-- START OF INPUT RECORDS --
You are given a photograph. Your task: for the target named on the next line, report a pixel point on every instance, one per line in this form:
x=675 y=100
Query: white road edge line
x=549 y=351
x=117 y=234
-- END OF INPUT RECORDS --
- [EXERCISE REQUIREMENTS]: Render all of the data above as a Markdown table with the columns "No." and "Line", placing each non-blank line in its own numbered row and omitting blank lines.

- [RESPONSE BELOW]:
| No. | Line |
|---|---|
| 1 | You are given a photograph. Your task: for the target named on the next line, report a pixel point on every instance, one per line in this form: |
| 2 | x=675 y=100 |
| 3 | Query: white road edge line |
| 4 | x=549 y=351 |
| 5 | x=117 y=234 |